_What to work on_
Every entry here needs to be repeated exactly.

_ _ _ _ _

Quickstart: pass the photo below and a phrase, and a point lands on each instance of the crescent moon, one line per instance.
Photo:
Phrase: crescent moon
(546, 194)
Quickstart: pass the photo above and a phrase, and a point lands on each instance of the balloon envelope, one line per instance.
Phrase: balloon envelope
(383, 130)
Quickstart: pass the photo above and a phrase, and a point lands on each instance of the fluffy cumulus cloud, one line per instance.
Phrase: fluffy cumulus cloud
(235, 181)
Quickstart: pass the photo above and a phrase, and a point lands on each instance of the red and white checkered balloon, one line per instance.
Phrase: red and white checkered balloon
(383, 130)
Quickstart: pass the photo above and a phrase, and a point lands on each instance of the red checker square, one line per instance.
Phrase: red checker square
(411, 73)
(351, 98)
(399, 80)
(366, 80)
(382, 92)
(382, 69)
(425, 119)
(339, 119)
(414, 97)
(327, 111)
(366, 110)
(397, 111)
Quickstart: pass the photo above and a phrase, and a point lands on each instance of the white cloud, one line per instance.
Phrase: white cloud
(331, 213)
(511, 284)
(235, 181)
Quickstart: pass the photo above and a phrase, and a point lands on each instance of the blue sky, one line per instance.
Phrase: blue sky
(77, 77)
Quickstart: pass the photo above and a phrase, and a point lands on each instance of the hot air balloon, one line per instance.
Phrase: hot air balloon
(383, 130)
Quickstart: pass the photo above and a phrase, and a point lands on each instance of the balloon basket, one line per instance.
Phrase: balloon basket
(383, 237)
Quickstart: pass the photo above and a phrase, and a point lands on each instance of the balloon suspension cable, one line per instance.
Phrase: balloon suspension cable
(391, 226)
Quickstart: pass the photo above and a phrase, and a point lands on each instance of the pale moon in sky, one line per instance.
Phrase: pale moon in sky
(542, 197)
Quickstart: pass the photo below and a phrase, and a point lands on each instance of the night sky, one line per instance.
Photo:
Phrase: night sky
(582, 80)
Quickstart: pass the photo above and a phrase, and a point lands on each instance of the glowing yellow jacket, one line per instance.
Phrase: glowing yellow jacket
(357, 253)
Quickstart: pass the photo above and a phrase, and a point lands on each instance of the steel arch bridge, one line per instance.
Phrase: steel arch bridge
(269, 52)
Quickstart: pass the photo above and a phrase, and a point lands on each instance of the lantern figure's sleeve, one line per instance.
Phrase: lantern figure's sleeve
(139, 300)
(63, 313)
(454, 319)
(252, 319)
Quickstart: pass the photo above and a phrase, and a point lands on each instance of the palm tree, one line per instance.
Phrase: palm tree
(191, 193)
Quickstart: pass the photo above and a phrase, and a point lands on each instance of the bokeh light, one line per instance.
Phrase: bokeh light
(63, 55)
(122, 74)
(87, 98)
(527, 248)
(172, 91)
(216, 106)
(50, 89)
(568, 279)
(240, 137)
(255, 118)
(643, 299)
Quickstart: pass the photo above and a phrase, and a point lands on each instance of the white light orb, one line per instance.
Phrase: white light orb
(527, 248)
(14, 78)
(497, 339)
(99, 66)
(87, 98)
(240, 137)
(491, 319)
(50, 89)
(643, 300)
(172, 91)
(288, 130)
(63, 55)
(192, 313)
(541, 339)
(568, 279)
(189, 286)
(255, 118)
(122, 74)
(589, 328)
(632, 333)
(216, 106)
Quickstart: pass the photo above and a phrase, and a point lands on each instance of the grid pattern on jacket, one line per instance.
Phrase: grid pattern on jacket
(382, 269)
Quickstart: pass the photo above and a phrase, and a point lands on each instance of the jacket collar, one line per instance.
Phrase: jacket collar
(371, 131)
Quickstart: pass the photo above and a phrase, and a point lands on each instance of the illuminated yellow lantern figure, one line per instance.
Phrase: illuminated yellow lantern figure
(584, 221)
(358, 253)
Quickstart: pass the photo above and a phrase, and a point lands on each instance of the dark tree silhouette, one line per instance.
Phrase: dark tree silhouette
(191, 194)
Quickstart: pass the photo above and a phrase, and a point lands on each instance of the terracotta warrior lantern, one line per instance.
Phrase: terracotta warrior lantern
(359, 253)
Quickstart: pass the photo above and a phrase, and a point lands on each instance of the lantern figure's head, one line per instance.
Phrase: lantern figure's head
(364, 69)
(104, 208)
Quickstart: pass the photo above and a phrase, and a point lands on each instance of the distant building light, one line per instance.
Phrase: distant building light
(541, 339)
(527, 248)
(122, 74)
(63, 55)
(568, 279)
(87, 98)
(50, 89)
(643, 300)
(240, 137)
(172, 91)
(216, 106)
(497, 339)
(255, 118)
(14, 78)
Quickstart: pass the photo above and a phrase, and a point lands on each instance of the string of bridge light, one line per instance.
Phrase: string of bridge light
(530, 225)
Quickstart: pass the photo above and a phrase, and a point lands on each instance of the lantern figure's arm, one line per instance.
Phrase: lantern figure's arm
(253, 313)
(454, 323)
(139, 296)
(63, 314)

_ _ _ _ _

_Task answer_
Quickstart: pass the photo below and a phrase, and a point lands on each instance of the crescent moon, one line per instance.
Photo:
Phrase: crescent moon
(546, 194)
Quickstart: pass the photo above and a phrase, and a point lands on each instance of the balloon envelope, one line per instance.
Phrase: balloon envelope
(383, 130)
Quickstart: pass the photo above and a phrase, and a point lands on each instance of the fluffy cumulus cloud, one line per instance.
Phrase: fluffy cumulus cloud
(235, 181)
Quickstart: pass the photo above and a phrase, and a point lands on each instance of the red and white checkered balloon, one line per instance.
Phrase: red and white checkered balloon
(383, 130)
Quickstart: pass the photo above and a phrase, and a point lands on each instance of the red checker square, one line per instance.
Phrase: red checker square
(411, 73)
(351, 98)
(399, 80)
(366, 80)
(382, 92)
(382, 69)
(425, 119)
(339, 119)
(414, 97)
(327, 111)
(366, 110)
(397, 111)
Quickstart: pass the photo above and a phrase, and a point lands on each instance of the white cloud, one line per instance.
Phrase: white cloud
(331, 213)
(511, 284)
(235, 181)
Quickstart: pass the photo above and a phrase, and a point lands on each instance of the blue sky, one line per instance.
Phrase: blue sky
(77, 77)
Quickstart: pass the photo above and a phrase, and a point lands on each instance of the hot air balloon, one line per instance.
Phrase: hot air balloon
(383, 130)
Quickstart: pass the photo above and a phrase, and a point lands on each instance of the balloon basket, one line per instance.
Phrase: balloon basket
(383, 237)
Quickstart: pass the photo above and a phrase, and a point lands on each instance of the balloon suspension cable, one line per instance.
Phrase: balloon suspension cable
(391, 226)
Quickstart: pass the photo above and a phrase, and a point lands on each instance of the pale moon in sky, one line per instance.
Phrase: pale moon in sky
(542, 197)
Quickstart: pass the photo below and a phrase, and a point lands on each instance of the night sky, one line per instance.
Photo:
Phrase: night sky
(582, 80)
Quickstart: pass the photo above and a phrase, and a point lands on each instance of the glowing yellow jacket, one line per instance.
Phrase: glowing yellow jacket
(357, 253)
Quickstart: pass the photo above and a phrase, and a point lands on each instance of the steel arch bridge, one line per instance.
Phrase: steel arch bridge
(269, 52)
Quickstart: pass the photo above and a phrase, and a point lands on each instance of the lantern figure's sleeve, one line per instance.
Phrase: lantern figure's sleeve
(139, 300)
(63, 313)
(454, 319)
(252, 319)
Quickstart: pass the photo above and a phrase, and a point lands on each instance of the palm tree, one line per instance.
Phrase: palm tree
(191, 193)
Quickstart: pass the photo above and a phrase, and a point lands on each instance of the bokeh light, one line per instance.
Phrase: bokeh light
(63, 55)
(122, 74)
(87, 98)
(527, 248)
(172, 91)
(216, 106)
(50, 89)
(568, 279)
(240, 137)
(255, 118)
(643, 299)
Quickstart: pass the photo above and a phrase, and a point lands on each instance of the white light orb, one line per instance.
Phrase: white light orb
(527, 248)
(14, 78)
(497, 339)
(99, 66)
(87, 98)
(240, 137)
(491, 319)
(50, 89)
(643, 300)
(172, 91)
(288, 130)
(63, 55)
(192, 313)
(541, 339)
(568, 279)
(189, 286)
(255, 118)
(122, 74)
(589, 328)
(632, 333)
(216, 106)
Quickstart: pass the photo above and a phrase, and a point lands on each instance of the grid pattern on jacket, one line per instance.
Phrase: grid pattern on jacket
(382, 269)
Quickstart: pass the photo above and a phrase, and a point lands on each instance of the jacket collar, one line per instance.
Phrase: jacket collar
(371, 131)
Quickstart: pass the photo above and a phrase, and a point lands on each instance of the illuminated yellow lantern figure, one line per instance.
Phrase: illuminated yellow lantern figure
(584, 221)
(358, 253)
Quickstart: pass the photo above and a phrase, and a point lands on each instance of the dark tree silhouette, one line per instance.
Phrase: dark tree silhouette
(191, 194)
Quickstart: pass the photo above and a phrase, and a point lands on each instance of the terracotta warrior lantern, one line per instance.
Phrase: terracotta warrior lantern
(359, 253)
Quickstart: pass the photo above and a phrase, and a point lands on each instance of the lantern figure's head, one line per instance.
Phrase: lantern figure's head
(364, 69)
(104, 208)
Quickstart: pass the photo above and a phrase, and a point lands on each instance of the distant building light, one line per instance.
Phrase: distant building light
(541, 339)
(527, 248)
(122, 74)
(63, 55)
(568, 279)
(87, 98)
(50, 89)
(643, 300)
(240, 137)
(172, 91)
(216, 106)
(497, 339)
(255, 118)
(14, 78)
Quickstart: pass the photo above and a phrase, and a point lands on each instance of the string of bridge light, one line per instance.
Phrase: string of bridge light
(530, 225)
Quickstart: pass the photo above and a phrase, and a point lands on each instance of the lantern figure's arm, one line per instance.
Phrase: lantern figure's arm
(253, 313)
(454, 323)
(139, 296)
(63, 314)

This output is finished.